## [Lines of data]
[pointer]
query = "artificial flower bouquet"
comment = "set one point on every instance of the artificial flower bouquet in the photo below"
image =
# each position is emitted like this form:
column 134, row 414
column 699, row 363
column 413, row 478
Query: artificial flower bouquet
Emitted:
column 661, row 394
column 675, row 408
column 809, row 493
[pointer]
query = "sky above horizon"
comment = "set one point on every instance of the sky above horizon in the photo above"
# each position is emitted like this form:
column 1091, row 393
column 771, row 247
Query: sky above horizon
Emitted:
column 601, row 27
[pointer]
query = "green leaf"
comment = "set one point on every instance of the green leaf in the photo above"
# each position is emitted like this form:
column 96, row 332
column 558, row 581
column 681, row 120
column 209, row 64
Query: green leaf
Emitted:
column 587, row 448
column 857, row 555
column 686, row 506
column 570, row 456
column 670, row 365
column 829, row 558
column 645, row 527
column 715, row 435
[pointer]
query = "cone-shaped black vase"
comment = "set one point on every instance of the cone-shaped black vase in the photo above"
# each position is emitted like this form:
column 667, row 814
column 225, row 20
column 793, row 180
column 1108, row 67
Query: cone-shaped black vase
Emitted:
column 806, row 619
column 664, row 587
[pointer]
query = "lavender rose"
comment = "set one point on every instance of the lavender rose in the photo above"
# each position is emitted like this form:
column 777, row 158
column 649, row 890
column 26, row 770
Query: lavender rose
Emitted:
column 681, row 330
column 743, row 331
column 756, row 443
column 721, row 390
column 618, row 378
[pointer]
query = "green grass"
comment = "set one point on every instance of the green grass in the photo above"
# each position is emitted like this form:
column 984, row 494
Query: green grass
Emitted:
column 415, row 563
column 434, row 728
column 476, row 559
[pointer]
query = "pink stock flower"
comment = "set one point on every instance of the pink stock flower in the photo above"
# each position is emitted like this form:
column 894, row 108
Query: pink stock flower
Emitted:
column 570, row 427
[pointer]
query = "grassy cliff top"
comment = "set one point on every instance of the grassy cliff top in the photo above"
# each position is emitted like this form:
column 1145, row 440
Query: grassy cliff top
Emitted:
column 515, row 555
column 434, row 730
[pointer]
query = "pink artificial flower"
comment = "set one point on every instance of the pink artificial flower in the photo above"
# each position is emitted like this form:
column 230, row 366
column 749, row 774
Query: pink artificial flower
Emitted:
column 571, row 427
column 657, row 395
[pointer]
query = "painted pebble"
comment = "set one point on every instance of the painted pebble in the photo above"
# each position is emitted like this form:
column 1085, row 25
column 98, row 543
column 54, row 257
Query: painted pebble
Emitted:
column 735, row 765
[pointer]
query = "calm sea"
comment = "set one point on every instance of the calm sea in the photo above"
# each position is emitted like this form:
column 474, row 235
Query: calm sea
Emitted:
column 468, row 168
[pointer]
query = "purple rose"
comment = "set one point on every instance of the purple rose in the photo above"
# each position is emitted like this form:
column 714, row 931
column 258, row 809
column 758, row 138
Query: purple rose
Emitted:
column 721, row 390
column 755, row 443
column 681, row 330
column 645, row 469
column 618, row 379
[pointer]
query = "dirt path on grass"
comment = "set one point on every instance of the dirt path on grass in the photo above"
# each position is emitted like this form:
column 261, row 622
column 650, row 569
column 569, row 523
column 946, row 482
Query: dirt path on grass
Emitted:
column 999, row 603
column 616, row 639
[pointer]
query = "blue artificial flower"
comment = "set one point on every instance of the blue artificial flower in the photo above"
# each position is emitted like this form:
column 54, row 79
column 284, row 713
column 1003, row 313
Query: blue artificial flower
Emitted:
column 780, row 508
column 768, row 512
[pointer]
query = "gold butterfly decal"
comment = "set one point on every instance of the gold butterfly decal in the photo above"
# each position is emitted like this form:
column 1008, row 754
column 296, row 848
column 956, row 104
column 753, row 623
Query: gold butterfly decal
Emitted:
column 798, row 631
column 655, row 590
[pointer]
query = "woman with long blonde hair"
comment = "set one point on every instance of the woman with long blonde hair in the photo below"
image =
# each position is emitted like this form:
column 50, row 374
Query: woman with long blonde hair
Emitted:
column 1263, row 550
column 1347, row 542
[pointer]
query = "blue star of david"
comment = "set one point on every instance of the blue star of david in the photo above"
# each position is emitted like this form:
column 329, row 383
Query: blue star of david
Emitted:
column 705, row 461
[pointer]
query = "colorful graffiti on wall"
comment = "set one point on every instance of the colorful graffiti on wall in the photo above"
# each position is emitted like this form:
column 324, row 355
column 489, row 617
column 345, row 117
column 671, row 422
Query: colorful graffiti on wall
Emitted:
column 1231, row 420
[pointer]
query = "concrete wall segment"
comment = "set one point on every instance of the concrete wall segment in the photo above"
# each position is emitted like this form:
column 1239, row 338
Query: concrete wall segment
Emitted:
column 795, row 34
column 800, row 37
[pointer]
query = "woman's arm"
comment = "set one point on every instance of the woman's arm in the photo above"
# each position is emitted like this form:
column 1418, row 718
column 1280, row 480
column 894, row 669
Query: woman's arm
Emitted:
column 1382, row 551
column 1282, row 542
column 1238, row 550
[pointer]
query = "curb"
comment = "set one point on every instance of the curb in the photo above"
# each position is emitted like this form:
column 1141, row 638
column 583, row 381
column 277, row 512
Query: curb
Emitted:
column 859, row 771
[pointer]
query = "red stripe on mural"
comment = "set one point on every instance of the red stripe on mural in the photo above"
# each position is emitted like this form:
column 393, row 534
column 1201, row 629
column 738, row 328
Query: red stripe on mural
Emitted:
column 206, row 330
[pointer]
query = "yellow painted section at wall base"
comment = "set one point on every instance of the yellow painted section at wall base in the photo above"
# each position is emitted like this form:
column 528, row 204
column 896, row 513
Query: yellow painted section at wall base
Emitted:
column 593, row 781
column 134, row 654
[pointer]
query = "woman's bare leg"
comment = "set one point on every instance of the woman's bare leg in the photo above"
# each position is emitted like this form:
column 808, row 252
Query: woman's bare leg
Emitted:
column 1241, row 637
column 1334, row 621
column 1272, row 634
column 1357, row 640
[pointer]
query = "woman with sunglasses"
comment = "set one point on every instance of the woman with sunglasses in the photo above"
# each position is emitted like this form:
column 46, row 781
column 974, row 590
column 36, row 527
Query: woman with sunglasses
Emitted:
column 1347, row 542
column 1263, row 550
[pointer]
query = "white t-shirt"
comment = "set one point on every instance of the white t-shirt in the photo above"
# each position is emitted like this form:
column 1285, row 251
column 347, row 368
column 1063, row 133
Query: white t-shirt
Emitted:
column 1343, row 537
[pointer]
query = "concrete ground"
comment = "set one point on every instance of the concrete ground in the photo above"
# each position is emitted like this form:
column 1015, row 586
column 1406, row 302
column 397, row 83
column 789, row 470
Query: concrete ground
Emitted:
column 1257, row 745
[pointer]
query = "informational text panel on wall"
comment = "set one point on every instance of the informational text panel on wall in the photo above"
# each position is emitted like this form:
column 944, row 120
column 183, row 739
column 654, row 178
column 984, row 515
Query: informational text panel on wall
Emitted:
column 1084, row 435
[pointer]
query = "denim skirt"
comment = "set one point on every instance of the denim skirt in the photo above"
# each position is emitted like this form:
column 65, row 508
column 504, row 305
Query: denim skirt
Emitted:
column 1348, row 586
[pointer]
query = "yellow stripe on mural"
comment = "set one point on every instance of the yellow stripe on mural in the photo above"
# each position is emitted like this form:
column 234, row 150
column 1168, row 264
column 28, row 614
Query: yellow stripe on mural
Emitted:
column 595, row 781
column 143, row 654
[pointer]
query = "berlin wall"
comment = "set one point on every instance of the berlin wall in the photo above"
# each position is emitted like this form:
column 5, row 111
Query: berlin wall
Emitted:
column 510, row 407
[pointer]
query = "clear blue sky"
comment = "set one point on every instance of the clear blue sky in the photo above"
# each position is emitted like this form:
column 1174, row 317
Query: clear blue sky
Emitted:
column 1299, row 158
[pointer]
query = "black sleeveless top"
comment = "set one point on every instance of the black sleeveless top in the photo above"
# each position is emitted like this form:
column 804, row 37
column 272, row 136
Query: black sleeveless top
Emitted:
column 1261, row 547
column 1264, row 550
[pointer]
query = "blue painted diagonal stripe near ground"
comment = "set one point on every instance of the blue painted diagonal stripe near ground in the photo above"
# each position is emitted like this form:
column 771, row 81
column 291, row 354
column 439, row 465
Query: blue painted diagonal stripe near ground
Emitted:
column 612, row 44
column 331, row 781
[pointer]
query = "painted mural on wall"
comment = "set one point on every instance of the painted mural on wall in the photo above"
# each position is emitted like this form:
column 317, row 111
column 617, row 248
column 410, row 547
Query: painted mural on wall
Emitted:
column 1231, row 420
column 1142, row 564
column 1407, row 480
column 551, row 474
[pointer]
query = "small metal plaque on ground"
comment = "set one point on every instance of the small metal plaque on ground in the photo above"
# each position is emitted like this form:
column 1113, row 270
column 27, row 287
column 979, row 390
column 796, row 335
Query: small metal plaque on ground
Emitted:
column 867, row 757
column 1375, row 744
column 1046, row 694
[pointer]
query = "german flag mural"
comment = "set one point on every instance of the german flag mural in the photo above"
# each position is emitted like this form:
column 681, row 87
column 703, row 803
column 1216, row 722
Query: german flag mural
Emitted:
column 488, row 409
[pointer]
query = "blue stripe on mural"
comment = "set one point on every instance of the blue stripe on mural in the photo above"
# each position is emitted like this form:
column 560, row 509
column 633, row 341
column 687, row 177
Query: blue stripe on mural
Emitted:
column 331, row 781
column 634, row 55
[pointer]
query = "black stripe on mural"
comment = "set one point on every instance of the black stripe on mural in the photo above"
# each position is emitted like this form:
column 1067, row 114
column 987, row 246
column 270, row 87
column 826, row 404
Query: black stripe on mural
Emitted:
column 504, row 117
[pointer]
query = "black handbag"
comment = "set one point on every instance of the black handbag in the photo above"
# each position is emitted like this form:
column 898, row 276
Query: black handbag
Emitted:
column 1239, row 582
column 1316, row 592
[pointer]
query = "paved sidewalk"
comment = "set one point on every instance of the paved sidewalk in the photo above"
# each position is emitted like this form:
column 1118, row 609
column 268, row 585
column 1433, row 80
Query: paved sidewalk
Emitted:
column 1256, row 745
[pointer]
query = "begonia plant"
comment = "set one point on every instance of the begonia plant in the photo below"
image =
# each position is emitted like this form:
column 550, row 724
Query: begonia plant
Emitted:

## [TO BE DONE]
Starting from the first line of the records and ending with the line that contains "column 809, row 493", write those lines out as a numbered list, leaving out any blank lines.

## [COMPLETED TASK]
1. [pointer]
2. query = "artificial flower bouquet"
3. comment = "set one point on every instance of the artificial flower bouquet in the photo below"
4. image =
5. # each position is emitted like this form:
6. column 134, row 414
7. column 699, row 363
8. column 413, row 478
9. Query: artificial flower bouquet
10. Emitted:
11. column 661, row 394
12. column 675, row 408
13. column 809, row 493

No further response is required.